(Dataset excerpts on object pointing)
▽

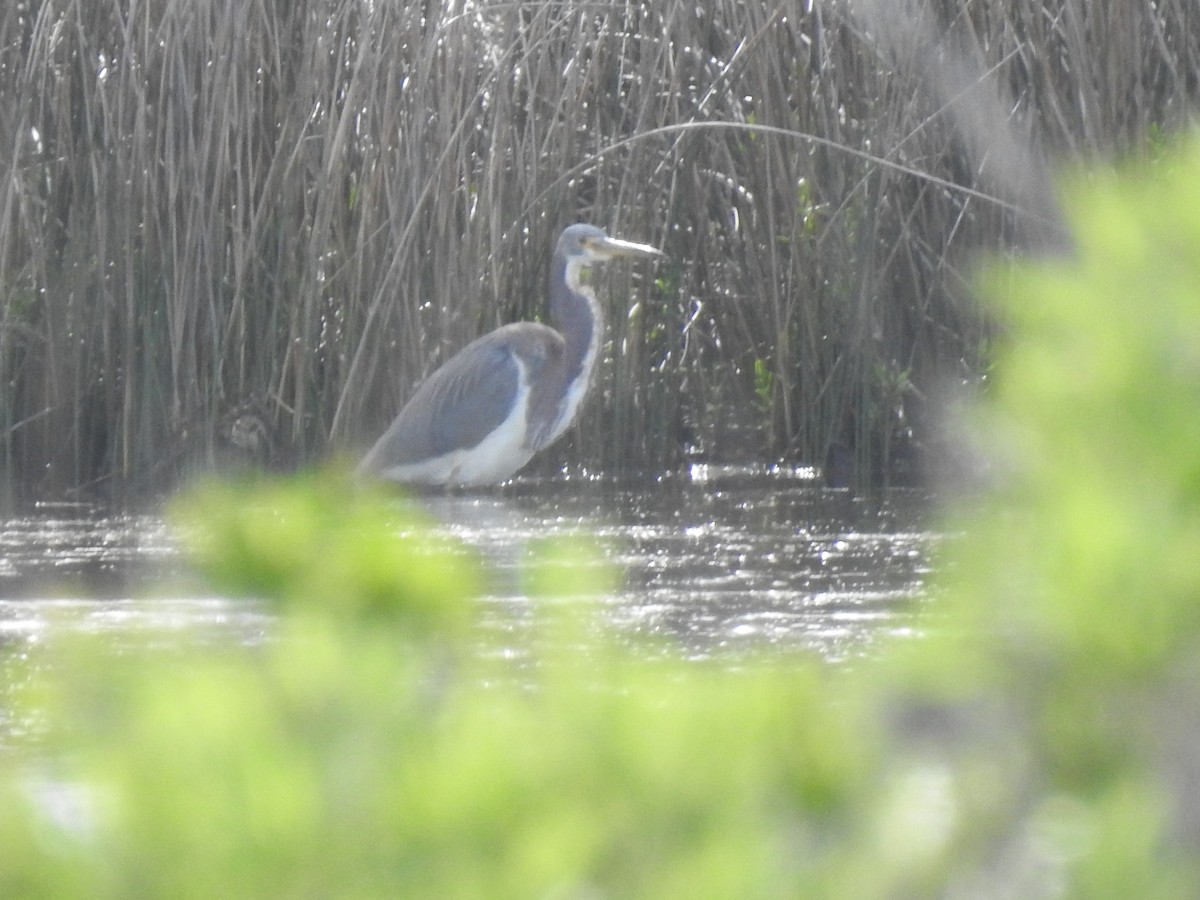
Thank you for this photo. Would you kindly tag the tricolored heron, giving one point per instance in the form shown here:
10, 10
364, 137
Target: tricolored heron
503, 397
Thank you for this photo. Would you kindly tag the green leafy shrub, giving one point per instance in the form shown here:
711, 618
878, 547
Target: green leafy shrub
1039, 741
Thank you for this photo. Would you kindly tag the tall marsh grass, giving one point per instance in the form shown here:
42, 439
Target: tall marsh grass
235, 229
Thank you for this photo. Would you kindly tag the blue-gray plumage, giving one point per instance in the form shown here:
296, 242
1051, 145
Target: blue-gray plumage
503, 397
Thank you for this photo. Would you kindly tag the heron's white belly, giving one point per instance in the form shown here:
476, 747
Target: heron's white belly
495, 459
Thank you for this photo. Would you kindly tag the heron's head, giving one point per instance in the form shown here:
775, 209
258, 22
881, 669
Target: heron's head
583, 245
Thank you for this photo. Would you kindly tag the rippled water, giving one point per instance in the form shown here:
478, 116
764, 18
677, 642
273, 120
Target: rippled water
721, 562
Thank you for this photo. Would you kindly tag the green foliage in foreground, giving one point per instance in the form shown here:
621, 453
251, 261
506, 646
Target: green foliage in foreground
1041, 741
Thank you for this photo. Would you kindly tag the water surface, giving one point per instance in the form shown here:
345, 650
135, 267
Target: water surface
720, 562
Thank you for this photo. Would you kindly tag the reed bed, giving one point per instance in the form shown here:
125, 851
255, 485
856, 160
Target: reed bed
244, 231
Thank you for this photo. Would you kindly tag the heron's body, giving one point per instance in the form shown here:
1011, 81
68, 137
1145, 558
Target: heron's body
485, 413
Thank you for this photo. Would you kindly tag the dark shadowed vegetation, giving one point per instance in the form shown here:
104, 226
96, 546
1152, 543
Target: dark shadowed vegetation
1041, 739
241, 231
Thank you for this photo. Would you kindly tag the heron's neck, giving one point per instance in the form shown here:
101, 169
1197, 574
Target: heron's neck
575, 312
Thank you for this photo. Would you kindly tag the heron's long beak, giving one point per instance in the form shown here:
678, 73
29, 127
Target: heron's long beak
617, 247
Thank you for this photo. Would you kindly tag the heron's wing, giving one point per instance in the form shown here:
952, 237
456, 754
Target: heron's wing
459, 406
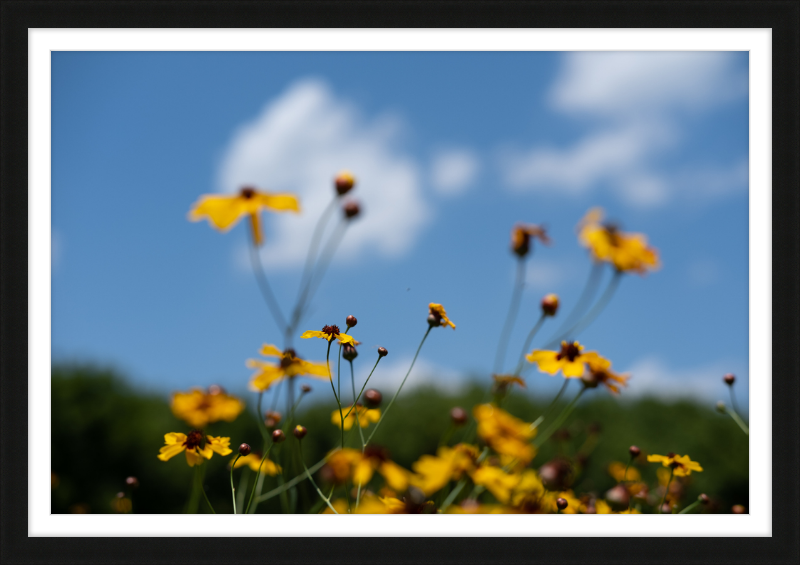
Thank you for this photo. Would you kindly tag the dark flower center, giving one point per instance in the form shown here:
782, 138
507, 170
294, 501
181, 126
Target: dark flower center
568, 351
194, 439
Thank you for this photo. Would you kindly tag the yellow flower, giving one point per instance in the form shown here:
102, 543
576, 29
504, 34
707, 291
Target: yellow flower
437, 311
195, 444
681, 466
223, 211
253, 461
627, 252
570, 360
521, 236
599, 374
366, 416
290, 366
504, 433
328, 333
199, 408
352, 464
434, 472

△

→ Work required
Where the line containing "Thank you for this photo. Would you kindly tag the water" appears above, start there and set down each line exactly through the last line of the data; leave out every picture.

→ Written response
Thank you for this photo. Would you kindly tag the water surface, giving one point per instance in the form shown here:
345, 650
135, 267
Target: water surface
720, 562
Thank you for this photo. Would you kindly tag the reed bed, giving one point per instance in the form shown here:
125, 851
255, 485
856, 160
Target: reed bed
244, 231
Thank you for this photo. Would you kindly tag the heron's body, giving one point per instance in the form shown here:
1011, 81
68, 137
1145, 558
Target: heron's body
485, 413
Thank you for this photo. Would you kindly tag the dark shadowed vegetation, giving one point per instance in the form shown here:
104, 226
96, 546
1152, 543
Target: dark shadowed vegetation
1041, 739
241, 231
Thank you for this photo. Would you kindly tag the heron's neck, giving one point per instance in the form shown here:
101, 169
1197, 574
Target: heron's neck
575, 312
Thank you for this photo. Would you kindly tag the heron's long beak, giving one point per instance in the form shown here:
678, 73
29, 127
Target: heron's long beak
617, 247
Thank you for this photo. Would you kindly tag the heron's wing, giving one point per instance in the form shown here:
952, 237
456, 754
Target: heron's wing
459, 406
Thank you for this photo. Would you kindly tag the dark flower center, giving one point per instance in the form shown here:
782, 138
507, 170
294, 501
181, 126
Target: dark flower center
568, 351
194, 439
Thank you for this photo. Would you kindly tag the yellow flower, giving one point per instance in the form shown here:
102, 543
576, 29
504, 34
707, 291
Target: yellow flower
437, 311
195, 444
681, 466
223, 211
253, 461
627, 252
570, 360
521, 236
599, 374
366, 416
290, 366
504, 433
328, 333
199, 408
352, 464
434, 472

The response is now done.